Render every line of the entries below as a JSON list of strings, one string per line, with blank lines dropped. Omit the pictures.

→ TASK INPUTS
--------------------------------

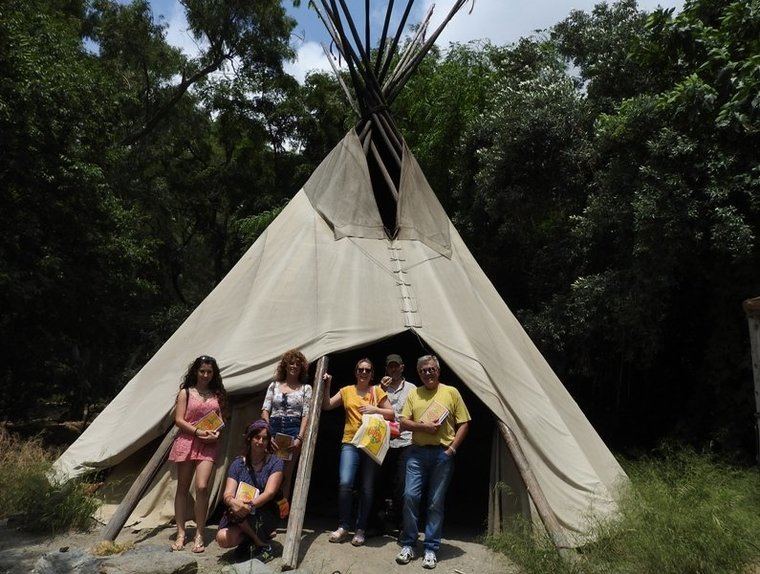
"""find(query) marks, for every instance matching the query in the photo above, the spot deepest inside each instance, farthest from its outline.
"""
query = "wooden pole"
(537, 494)
(141, 483)
(386, 175)
(381, 48)
(303, 476)
(394, 43)
(752, 309)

--------------------------------

→ CORRECT OUTPUT
[
  "\"\"\"find(query) marks, for every instance matching the query in the photo above, the spot deepest inside each instance, farthest from its outline.",
  "\"\"\"",
  "query = \"wooden pole\"",
  "(537, 494)",
  "(141, 483)",
  "(386, 175)",
  "(381, 48)",
  "(303, 476)",
  "(394, 43)",
  "(752, 309)"
]